PROBLEM TO WORK ON
Reproduce the line that contains "Where is each instance of the dancer" and every line after it through the end of the records, exactly, with nothing added.

(Object position labeling entries)
★ ★ ★

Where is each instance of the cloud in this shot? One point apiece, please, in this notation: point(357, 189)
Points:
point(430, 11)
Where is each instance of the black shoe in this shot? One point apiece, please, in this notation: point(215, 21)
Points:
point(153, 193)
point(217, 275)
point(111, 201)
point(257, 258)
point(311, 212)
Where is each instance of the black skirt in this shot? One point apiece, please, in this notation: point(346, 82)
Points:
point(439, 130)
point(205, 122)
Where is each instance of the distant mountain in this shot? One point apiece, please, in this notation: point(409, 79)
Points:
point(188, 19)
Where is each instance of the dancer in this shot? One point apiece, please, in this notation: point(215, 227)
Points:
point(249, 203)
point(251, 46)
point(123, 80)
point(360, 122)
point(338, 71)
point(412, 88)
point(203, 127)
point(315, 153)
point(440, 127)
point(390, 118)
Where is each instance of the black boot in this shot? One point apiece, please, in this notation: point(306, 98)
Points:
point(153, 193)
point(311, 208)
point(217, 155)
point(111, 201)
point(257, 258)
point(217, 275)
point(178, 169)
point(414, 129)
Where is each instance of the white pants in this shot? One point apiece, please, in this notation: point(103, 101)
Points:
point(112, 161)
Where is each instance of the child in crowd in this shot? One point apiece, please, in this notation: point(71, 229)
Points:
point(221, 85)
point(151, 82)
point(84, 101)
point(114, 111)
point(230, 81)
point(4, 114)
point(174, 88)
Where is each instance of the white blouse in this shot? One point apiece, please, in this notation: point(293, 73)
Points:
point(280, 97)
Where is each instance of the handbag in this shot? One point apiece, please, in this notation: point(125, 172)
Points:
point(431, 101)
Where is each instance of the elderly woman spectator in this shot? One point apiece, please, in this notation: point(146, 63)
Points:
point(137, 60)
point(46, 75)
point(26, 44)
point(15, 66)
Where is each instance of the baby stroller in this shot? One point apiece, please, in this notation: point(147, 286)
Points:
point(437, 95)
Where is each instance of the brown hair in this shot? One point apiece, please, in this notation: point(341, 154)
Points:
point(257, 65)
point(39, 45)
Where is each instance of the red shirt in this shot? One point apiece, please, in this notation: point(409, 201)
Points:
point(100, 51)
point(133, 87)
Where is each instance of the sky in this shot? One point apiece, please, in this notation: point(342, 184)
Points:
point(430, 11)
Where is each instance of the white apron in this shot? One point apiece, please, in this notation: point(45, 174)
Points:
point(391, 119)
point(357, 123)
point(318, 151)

★ ★ ★

TASK RESPONSE
Where is each instance of the dancer in this shot? One point apiece, please, in this notation: point(215, 227)
Points:
point(249, 203)
point(251, 46)
point(123, 80)
point(360, 122)
point(338, 71)
point(412, 88)
point(203, 127)
point(315, 153)
point(440, 127)
point(390, 118)
Where is each instance of the black boot in this shot? One point apiece, please, in this notation: point(306, 98)
Points:
point(153, 193)
point(311, 208)
point(217, 155)
point(111, 201)
point(257, 258)
point(217, 275)
point(178, 169)
point(414, 129)
Where is each instance of the white pants in this shot? One point apiece, please, in this notation: point(103, 101)
Points:
point(112, 161)
Where is each instance of the child in crowd in this shot? One point apiece, please, in this notation: point(71, 229)
Points:
point(221, 85)
point(151, 82)
point(84, 101)
point(114, 111)
point(230, 81)
point(4, 114)
point(174, 88)
Where is each instance of the white blouse in this shot? One point apiece, please, in this notation: point(293, 73)
Points:
point(280, 97)
Where is each instance of the handbag in this shot? One point apiece, please, in this notation: point(125, 172)
Points:
point(431, 101)
Where is each instance of the elderly woman spectator in this shot? One point apiece, please, in this notation: point(146, 63)
Points:
point(137, 60)
point(46, 75)
point(26, 44)
point(15, 66)
Where is each instance of the baby stroller in this shot? One point apiece, please, in this notation: point(147, 286)
Points:
point(437, 95)
Where is each instance of the brown hair in this shot? One point apiece, please, in this notation: point(341, 154)
Points:
point(257, 65)
point(39, 45)
Where is each instance of the red shirt in this shot? One point apiece, please, in this notation: point(409, 201)
Points:
point(100, 51)
point(133, 87)
Where is each instance of the sky in this shot? One point apiece, please, in this notation: point(342, 184)
Points:
point(430, 11)
Where is each instance of the white apron in this shot? One point apiece, please, in this notation: point(45, 174)
Points:
point(391, 119)
point(357, 123)
point(318, 151)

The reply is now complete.